# EXERCISE INSTRUCTIONS:
Copy out the items below from the line that contains "Point out the dark fly" through the line that contains "[0,209,26,240]", including both of those lines and the requests. Multiply every bounding box coordinate in the answers by 1.15, round each to a whole number with halves rounded up, and give only those lines.

# RECORDS FOR THE TASK:

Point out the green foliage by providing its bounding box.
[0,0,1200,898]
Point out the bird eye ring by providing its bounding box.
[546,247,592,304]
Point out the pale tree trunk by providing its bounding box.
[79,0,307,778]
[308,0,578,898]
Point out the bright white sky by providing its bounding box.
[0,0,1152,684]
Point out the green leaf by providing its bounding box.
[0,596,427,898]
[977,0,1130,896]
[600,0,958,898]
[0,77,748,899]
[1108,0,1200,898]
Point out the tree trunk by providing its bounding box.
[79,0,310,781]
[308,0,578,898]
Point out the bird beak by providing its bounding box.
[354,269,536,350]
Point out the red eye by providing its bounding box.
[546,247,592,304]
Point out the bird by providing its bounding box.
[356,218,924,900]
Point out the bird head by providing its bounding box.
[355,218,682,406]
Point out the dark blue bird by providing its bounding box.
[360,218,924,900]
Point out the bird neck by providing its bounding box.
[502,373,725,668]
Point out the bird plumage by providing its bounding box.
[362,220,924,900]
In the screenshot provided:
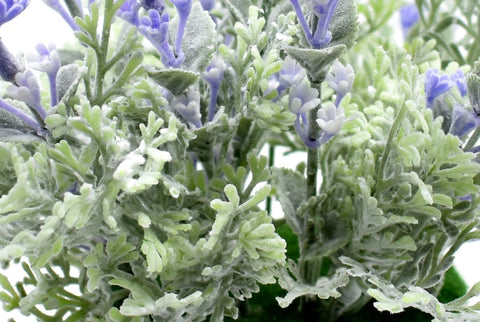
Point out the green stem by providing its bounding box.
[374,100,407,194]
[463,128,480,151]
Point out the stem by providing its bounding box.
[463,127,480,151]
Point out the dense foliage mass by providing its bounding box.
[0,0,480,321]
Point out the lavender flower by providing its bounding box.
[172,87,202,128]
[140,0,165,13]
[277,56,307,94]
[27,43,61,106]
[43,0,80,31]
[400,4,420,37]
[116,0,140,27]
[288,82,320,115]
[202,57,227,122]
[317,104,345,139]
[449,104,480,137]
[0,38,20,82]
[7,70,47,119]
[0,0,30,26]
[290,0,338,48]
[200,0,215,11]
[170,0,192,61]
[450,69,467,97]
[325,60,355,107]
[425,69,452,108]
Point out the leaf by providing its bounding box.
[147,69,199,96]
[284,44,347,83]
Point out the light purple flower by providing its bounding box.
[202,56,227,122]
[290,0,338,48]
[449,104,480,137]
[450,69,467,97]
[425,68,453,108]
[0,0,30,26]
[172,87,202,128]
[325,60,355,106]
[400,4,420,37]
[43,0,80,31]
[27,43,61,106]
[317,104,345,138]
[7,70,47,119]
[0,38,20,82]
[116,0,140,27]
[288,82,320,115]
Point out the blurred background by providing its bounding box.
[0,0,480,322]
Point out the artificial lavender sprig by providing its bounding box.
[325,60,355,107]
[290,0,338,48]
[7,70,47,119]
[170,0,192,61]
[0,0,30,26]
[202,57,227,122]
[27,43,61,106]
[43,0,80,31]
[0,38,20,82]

--

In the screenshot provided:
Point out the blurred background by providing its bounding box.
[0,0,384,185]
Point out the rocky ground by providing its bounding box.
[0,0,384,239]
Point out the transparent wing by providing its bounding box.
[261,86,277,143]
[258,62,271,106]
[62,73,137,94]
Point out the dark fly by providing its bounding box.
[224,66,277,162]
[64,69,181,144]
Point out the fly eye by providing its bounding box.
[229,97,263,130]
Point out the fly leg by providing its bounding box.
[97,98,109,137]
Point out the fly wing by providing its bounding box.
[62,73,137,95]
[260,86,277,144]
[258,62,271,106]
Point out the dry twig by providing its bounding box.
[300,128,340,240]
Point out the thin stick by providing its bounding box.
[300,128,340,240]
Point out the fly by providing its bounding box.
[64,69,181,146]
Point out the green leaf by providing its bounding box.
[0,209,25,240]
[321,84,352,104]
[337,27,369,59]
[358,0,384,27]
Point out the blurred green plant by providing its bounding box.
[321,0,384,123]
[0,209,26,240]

# FINAL ANSWER:
Point out the dark fly by providing its bounding box.
[258,76,319,186]
[74,79,208,166]
Point out the fly eye by providing its bounding box.
[263,112,302,150]
Point out the fly leg by providing its bounding box.
[112,113,125,158]
Point out the fly wing by providing its bounding box.
[71,84,158,109]
[299,99,319,166]
[297,71,312,122]
Point out the dry twig by providing its bounding box.
[345,147,391,276]
Point out the thin stick by providing its bounding box.
[345,147,391,276]
Point out the fly by providing its bounding box.
[74,79,208,168]
Point out the green leaf by providing its bounding box.
[0,240,29,276]
[369,97,405,120]
[388,31,424,68]
[412,0,442,31]
Point out the blurred green plant by providing its bounding box.
[369,0,442,141]
[0,240,30,276]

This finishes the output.